> 抜粋本文:
私の背後で男が凄んでいる。恐ろしい。早くその場から立ち去りたい。

 

だがそうもいかない理由がある。なぜなら男の片腕が私の首元を締め付けているので自由に動けないし、それどころかこめかみにはピストルの銃口が押し付けられているからだ。つまり私が動くと“ぶっ放す”と言っているのだ、ピストルを! ……それはどう考えても困る。とても困る。

 

だから何とかしてこのハードな状況から脱出しなければならない。まずは犯人の気を逸らせよう。興奮させると逆効果だ。体は使えない。ということはしゃべり、話しかけるしかない。みじめったらしく憐れみを乞うて、そして逆転のチャンスを待つのだ。

 

「わあ、助けてくださいお金なら払いますいくらですか本当に助けてくださいなんでもします家には小さな子供が五人もいて腹をすかせて私の帰りを待っているんです」

もじもじと体のポジションを動かしながら一息にまくしたてる。

 

「……五人もいるのか?」

話に乗ってきた。

 

「そうなんですそのうち一人は今年生まれたばっかりでまだ首も座っていなくて私がいないと家族全員が困るんです本当にどうか助けてく」

首に巻きつく腕の力が弱まった瞬間、私はピストルの銃身をつかみ、体全体の力を使って犯人の背後に押しやった。銃口はいま撃たれても絶対に自分に当たらない方向に向いている。その体勢を取ったまま膝蹴り膝蹴り、そして膝蹴り。ひるんだ犯人からもぎ取ったピストルを逆に突きつけて一言。

 

「“なんでもします”って言ったな。ありゃ嘘だ」

バーン

 

犯人はうっ! と胸元を押さえるとこう言った。

「撃っちゃうのはやり過ぎじゃないっすか(笑)」

「あはは、過剰防衛ですかね」

私は笑いながら元・犯人の背後から首に腕を回し、ゴム製のピストルをこめかみに突きつけた。犯人交代である。

> 与えられた記録:

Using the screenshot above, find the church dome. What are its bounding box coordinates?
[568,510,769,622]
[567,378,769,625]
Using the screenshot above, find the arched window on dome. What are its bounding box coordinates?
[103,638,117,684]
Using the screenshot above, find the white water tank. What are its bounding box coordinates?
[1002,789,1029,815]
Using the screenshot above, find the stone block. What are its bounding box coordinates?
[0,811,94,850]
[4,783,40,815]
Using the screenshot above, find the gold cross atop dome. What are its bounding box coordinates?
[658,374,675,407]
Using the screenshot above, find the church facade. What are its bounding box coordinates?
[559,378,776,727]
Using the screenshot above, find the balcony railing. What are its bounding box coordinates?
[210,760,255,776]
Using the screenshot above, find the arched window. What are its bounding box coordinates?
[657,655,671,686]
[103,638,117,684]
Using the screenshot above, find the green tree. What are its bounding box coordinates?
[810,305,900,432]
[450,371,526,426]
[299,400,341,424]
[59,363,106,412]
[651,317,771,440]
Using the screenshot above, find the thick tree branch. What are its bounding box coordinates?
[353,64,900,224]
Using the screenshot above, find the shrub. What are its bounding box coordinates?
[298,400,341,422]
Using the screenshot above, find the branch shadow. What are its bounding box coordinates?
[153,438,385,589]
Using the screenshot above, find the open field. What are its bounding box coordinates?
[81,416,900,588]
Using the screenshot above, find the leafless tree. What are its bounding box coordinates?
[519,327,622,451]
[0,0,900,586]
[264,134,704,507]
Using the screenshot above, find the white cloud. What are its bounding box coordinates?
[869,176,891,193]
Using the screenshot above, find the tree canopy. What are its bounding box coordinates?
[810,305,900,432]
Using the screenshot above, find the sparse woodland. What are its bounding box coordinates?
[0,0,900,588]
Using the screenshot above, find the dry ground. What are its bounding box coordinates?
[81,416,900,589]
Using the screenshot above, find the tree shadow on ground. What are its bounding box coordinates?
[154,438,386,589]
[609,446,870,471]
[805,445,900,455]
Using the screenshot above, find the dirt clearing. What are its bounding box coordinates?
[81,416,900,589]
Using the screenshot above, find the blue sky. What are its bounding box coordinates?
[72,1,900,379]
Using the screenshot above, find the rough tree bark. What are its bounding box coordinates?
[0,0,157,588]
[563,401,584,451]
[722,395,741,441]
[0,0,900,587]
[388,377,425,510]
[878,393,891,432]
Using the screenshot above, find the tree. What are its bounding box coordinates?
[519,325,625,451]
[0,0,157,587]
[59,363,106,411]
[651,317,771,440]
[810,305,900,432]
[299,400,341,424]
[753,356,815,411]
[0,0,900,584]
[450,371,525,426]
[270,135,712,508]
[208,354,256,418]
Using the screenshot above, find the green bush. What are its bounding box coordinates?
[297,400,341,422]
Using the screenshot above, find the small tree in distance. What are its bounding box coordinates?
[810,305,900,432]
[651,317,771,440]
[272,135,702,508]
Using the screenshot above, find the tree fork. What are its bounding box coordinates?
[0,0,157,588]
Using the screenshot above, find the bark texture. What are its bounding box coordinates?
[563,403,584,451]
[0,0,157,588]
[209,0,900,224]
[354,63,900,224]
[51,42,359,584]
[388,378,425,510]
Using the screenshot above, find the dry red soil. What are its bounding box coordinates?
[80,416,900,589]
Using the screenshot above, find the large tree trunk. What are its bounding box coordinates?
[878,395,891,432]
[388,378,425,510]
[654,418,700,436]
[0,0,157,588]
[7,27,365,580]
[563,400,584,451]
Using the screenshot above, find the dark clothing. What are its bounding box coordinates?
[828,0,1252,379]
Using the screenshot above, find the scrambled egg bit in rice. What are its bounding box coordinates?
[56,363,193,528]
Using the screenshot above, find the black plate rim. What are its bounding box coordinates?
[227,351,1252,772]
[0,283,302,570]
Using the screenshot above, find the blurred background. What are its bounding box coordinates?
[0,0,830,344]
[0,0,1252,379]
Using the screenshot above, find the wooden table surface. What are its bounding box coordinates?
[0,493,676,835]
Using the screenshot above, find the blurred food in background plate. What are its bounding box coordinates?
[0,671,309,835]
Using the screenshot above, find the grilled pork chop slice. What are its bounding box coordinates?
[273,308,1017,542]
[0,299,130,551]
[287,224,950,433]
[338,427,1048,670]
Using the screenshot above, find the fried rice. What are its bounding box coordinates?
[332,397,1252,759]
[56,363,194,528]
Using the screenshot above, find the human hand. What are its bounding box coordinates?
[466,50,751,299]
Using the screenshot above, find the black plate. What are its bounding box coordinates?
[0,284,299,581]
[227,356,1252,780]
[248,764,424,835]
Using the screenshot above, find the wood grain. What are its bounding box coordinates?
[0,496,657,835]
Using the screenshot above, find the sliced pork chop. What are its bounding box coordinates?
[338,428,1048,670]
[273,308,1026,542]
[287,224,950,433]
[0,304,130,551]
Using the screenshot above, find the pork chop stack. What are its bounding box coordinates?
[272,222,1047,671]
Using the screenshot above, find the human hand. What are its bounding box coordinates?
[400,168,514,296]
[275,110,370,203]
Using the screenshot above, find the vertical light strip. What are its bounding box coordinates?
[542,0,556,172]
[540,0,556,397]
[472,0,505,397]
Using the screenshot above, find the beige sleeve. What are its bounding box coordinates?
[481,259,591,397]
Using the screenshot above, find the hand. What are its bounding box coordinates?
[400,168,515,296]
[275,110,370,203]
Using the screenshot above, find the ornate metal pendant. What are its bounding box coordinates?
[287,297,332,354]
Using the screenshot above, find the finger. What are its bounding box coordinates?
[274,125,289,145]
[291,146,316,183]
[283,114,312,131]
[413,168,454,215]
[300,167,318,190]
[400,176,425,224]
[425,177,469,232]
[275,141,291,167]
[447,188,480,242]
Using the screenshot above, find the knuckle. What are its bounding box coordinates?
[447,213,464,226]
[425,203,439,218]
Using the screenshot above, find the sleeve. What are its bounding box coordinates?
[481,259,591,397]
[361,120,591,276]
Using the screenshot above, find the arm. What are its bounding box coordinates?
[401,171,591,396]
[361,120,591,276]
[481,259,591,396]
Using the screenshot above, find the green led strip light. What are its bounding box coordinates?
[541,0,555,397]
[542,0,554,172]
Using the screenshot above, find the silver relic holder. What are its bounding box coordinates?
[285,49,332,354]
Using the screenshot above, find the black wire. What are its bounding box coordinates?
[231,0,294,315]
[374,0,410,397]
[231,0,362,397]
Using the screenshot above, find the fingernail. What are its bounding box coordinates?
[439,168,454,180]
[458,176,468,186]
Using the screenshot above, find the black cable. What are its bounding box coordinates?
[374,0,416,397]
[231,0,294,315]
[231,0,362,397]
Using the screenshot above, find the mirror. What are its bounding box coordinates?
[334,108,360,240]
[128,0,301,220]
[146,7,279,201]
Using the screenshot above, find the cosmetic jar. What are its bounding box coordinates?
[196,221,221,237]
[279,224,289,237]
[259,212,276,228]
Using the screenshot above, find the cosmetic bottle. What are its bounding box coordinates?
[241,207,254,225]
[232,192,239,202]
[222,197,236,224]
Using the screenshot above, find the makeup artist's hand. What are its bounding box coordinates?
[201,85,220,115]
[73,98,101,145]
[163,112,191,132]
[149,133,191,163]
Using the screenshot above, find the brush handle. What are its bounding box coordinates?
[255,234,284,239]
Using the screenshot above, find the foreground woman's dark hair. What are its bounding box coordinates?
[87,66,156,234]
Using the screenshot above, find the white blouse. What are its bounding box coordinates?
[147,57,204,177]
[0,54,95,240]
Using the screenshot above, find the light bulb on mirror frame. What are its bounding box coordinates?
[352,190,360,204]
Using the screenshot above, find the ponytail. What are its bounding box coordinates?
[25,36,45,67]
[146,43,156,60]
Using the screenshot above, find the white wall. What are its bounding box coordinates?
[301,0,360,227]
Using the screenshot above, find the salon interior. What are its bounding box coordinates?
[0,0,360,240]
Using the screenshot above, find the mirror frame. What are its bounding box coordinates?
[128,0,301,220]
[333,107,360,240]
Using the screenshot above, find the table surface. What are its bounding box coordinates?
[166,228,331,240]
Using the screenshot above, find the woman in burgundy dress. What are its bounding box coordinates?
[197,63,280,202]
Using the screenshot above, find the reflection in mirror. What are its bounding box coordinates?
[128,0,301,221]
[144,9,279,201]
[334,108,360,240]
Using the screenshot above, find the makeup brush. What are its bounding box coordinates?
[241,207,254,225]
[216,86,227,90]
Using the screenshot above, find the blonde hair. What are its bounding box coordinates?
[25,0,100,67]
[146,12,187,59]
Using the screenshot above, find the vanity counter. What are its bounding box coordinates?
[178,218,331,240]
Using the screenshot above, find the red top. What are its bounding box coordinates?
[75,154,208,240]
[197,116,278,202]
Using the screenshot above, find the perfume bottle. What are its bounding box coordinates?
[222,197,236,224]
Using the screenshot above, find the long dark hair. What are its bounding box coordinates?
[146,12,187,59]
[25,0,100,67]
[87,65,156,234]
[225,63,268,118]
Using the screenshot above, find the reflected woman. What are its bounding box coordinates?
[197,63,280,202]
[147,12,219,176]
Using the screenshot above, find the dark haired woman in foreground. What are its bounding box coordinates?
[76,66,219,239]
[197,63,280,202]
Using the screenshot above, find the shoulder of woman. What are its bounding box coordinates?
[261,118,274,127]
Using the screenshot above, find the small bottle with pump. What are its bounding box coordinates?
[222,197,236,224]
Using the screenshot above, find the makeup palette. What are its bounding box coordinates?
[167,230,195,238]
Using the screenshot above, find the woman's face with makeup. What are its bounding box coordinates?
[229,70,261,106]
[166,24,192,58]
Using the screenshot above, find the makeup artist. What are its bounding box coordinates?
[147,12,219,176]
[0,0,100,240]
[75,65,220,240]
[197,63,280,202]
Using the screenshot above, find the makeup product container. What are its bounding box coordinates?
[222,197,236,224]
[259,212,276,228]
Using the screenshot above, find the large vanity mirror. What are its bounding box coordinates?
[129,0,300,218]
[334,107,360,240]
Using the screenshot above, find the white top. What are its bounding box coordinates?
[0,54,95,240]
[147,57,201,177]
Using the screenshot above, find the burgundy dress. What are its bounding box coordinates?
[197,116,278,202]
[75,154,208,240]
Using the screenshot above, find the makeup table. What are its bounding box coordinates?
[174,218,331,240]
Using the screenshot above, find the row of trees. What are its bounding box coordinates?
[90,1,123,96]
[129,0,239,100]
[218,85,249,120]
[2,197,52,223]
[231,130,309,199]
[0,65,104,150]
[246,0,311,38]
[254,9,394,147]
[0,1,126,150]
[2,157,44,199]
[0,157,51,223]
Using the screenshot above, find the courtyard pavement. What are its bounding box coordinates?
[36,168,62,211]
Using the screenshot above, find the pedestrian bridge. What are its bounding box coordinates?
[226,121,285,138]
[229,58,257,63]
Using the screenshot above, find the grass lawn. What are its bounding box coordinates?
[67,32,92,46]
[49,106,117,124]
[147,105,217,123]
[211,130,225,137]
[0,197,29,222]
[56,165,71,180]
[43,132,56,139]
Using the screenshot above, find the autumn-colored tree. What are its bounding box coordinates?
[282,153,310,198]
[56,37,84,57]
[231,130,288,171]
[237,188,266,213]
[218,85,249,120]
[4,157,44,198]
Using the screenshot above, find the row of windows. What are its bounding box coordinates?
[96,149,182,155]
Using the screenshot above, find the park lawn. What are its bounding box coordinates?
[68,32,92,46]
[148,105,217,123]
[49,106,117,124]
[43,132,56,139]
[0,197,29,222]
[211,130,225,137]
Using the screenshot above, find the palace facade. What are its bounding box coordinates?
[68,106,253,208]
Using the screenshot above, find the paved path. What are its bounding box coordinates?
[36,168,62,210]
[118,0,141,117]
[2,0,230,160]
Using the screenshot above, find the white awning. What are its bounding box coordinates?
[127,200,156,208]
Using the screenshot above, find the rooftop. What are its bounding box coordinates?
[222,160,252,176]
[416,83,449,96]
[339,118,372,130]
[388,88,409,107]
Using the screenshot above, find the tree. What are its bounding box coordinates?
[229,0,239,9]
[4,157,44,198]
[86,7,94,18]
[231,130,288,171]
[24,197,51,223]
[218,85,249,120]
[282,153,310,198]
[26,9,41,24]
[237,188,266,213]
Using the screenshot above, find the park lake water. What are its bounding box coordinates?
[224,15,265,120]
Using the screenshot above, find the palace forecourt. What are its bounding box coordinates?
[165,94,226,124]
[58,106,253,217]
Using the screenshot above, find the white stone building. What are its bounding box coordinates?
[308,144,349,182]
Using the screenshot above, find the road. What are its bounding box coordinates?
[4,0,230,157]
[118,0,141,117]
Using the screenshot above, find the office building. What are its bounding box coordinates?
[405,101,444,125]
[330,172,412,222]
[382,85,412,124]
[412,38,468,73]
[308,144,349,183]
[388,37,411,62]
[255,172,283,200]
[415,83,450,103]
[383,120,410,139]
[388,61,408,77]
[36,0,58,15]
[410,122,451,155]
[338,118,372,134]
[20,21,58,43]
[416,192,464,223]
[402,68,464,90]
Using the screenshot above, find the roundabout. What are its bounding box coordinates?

> 出題 A:
抜粋本文の「もじもじと体のポジションを動かしながら一息にまくしたてる。」から始まり「ストルを逆に突きつけて一言。」までの部分を、「膝蹴り」をすべて「肘打ち」に置き換えて書き直してください。
> 出題 B:
記録のうち「Using the screenshot above, find the white cloud.」を含む行から始まり「[563,400,584,451]」を含む行までを、両端の行と依頼文も含めて書き直し、その範囲の行だけを示すこと。解答に含まれるバウンディングボックス座標の数値はすべて1.4倍し、整数に四捨五入する（端数0.5は切り上げ）。

> 解答例 A:
もじもじと体のポジションを動かしながら一息にまくしたてる。

 

「……五人もいるのか?」

話に乗ってきた。

 

「そうなんですそのうち一人は今年生まれたばっかりでまだ首も座っていなくて私がいないと家族全員が困るんです本当にどうか助けてく」

首に巻きつく腕の力が弱まった瞬間、私はピストルの銃身をつかみ、体全体の力を使って犯人の背後に押しやった。銃口はいま撃たれても絶対に自分に当たらない方向に向いている。その体勢を取ったまま肘打ち肘打ち、そして肘打ち。ひるんだ犯人からもぎ取ったピストルを逆に突きつけて一言。

> 解答例 B:
Using the screenshot above, find the white cloud. What are its bounding box coordinates?
[1217,246,1247,270]
Using the screenshot above, find the tree canopy. What are its bounding box coordinates?
[1134,427,1260,605]
Using the screenshot above, find the sparse woodland. What are its bounding box coordinates?
[0,0,1260,823]
Using the screenshot above, find the dry ground. What are its bounding box coordinates?
[113,582,1260,825]
Using the screenshot above, find the tree shadow on ground. What are its bounding box coordinates?
[216,613,540,825]
[853,624,1218,659]
[1127,623,1260,637]
Using the screenshot above, find the dirt clearing. What are its bounding box coordinates?
[113,582,1260,825]
Using the screenshot above, find the blue sky. What are its bounding box coordinates?
[101,1,1260,531]
Using the screenshot above, find the rough tree bark. What are its bounding box coordinates?
[0,0,220,823]
[788,561,818,631]
[1011,553,1037,617]
[0,0,1260,822]
[543,528,595,714]
[1229,550,1247,605]
Using the screenshot above, find the tree. What are its bounding box coordinates?
[727,455,875,631]
[0,0,220,822]
[83,508,148,575]
[911,444,1079,616]
[1134,427,1260,605]
[419,560,477,594]
[1054,498,1141,575]
[0,0,1260,818]
[630,519,735,596]
[378,189,997,711]
[291,496,358,585]
Using the screenshot above, find the green bush. What are its bounding box coordinates?
[416,560,477,591]
Using the screenshot above, find the small tree in distance. What are its bounding box coordinates?
[1134,427,1260,605]
[911,444,1079,616]
[381,189,983,711]
Using the screenshot above, find the tree fork. What are its bounding box coordinates?
[0,0,220,823]
Using the screenshot above, find the bark texture. What are its bounding box coordinates?
[788,564,818,631]
[0,0,220,823]
[293,0,1260,314]
[496,88,1260,314]
[71,59,503,818]
[543,529,595,714]
Using the screenshot above, find the dry red soil. What are its bounding box coordinates?
[112,582,1260,825]
Using the screenshot above, find the large tree trunk. What are its bounding box coordinates?
[1229,553,1247,605]
[543,529,595,714]
[916,585,980,610]
[0,0,220,823]
[10,38,511,812]
[788,560,818,631]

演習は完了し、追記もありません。